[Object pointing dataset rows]
#####

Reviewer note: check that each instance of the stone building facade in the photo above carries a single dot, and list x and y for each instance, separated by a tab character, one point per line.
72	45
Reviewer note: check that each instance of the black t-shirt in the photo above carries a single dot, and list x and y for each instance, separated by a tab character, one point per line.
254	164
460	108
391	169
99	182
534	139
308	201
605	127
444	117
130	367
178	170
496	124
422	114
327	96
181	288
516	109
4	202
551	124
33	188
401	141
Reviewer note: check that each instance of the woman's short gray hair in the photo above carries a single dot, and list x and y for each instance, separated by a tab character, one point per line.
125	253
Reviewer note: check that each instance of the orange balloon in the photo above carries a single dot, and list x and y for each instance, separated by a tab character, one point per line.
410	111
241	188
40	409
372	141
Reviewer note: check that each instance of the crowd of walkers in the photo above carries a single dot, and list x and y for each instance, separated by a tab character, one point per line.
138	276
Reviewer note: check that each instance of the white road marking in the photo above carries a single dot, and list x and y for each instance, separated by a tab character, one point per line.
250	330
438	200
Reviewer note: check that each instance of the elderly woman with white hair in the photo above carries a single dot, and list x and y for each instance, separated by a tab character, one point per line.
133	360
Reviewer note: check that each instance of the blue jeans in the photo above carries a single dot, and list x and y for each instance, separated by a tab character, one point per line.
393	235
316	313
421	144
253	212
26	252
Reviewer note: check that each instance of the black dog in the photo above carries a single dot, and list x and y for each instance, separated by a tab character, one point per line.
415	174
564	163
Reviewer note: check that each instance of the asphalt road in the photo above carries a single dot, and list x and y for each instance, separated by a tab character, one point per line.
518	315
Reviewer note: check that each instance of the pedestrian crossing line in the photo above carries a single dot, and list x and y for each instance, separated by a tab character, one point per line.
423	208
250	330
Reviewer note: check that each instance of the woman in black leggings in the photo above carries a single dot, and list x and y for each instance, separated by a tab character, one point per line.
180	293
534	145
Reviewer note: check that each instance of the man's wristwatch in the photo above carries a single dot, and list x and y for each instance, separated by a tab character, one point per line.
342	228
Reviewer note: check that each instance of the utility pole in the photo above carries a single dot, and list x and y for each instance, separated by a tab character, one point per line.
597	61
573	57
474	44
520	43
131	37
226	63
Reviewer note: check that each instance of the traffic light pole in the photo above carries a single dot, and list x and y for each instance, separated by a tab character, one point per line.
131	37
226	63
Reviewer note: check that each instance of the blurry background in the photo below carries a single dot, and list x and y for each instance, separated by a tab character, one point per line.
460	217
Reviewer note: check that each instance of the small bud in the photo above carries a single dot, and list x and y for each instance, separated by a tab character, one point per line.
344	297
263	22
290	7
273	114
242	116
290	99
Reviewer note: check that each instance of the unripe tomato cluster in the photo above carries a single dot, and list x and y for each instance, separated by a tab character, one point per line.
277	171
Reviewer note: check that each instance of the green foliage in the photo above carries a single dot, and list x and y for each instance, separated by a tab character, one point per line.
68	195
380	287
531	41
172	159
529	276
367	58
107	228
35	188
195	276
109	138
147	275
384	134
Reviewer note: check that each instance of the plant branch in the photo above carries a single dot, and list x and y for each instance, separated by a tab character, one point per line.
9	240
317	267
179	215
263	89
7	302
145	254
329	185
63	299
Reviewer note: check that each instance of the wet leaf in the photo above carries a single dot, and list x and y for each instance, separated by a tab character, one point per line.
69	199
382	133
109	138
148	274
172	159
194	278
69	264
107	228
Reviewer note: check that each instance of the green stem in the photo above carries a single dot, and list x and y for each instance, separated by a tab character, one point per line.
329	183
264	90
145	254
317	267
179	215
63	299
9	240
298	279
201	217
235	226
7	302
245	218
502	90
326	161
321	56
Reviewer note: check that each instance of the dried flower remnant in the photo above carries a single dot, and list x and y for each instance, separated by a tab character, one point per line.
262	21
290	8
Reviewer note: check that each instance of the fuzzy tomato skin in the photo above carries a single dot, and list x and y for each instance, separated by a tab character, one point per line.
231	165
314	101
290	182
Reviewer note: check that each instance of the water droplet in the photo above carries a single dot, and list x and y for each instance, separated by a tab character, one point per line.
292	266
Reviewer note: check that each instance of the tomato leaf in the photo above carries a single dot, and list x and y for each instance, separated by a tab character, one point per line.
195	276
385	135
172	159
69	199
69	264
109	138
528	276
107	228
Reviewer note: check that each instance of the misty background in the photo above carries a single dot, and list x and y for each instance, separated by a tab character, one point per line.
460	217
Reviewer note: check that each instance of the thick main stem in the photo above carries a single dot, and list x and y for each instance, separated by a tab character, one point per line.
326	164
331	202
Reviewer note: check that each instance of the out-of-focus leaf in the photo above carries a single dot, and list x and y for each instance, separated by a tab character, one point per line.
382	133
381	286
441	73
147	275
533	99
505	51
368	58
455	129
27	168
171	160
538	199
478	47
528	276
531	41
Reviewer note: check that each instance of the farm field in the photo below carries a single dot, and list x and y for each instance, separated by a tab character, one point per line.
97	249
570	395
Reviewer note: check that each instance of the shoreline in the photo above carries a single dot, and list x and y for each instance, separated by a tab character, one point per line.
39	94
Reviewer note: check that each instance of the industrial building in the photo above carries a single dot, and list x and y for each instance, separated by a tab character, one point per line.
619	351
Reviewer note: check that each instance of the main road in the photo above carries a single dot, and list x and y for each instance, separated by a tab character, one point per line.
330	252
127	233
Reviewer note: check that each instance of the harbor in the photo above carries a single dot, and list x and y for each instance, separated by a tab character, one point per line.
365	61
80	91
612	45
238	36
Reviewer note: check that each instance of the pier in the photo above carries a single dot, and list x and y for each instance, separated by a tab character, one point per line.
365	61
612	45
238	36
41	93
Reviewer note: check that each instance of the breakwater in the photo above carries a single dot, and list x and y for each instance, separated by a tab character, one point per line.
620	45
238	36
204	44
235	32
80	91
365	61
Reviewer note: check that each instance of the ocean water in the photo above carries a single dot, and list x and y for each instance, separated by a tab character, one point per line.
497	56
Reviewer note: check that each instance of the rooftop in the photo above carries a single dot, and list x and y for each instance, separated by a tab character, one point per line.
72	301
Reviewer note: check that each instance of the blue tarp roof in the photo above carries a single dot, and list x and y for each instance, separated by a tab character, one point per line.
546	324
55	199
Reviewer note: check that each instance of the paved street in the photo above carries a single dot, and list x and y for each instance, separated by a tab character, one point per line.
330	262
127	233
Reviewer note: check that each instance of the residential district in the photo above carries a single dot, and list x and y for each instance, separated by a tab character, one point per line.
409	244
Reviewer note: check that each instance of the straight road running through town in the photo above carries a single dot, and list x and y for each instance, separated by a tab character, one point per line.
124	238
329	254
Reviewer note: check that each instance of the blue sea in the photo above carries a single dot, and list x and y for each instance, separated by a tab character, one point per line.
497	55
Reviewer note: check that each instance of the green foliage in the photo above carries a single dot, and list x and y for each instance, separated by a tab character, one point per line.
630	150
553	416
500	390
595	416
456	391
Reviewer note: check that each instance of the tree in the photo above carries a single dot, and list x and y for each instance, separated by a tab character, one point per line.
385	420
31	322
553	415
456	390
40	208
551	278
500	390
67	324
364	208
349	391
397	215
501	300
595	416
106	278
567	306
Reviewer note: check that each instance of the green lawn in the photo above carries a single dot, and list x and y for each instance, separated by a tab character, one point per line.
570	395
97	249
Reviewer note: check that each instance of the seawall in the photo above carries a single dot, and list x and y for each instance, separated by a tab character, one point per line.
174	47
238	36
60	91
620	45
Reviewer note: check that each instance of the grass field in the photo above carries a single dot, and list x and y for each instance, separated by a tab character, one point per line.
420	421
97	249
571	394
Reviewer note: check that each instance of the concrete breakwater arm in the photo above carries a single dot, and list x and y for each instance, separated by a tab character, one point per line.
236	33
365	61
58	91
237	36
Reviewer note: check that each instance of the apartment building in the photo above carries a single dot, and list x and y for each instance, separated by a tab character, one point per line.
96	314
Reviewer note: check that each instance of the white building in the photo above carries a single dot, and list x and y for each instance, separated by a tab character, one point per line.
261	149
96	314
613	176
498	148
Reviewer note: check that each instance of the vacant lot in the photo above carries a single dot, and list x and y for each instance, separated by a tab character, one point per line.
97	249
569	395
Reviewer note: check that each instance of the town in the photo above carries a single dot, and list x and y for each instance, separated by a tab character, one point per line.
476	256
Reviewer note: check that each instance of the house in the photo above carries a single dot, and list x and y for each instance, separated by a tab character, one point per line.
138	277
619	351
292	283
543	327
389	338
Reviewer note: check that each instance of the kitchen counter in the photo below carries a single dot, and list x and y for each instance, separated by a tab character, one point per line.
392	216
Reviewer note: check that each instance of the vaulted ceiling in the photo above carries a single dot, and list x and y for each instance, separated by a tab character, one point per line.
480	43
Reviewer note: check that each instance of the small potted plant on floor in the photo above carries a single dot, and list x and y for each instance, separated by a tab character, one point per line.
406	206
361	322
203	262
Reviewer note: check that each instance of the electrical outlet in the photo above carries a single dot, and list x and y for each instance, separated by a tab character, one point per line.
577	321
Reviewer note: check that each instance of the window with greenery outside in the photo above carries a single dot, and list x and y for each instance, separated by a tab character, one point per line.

#####

**Problem details:**
Convert the lines of the data above into a JSON list of strings, one string per line and with blank lines omitted. Start at the line containing "Reviewer note: check that each instance of the electrical" and continue through the end of the data.

**Output:**
[
  "Reviewer note: check that each instance of the electrical outlet in the photo above carries a single dot, and list x and y for each instance, separated by a tab character, one point per line.",
  "577\t321",
  "Reviewer note: check that each instance of the window with greenery outside in the photo above carries a single dot, and list x and y for each instance, separated by a tab character, one point per line."
]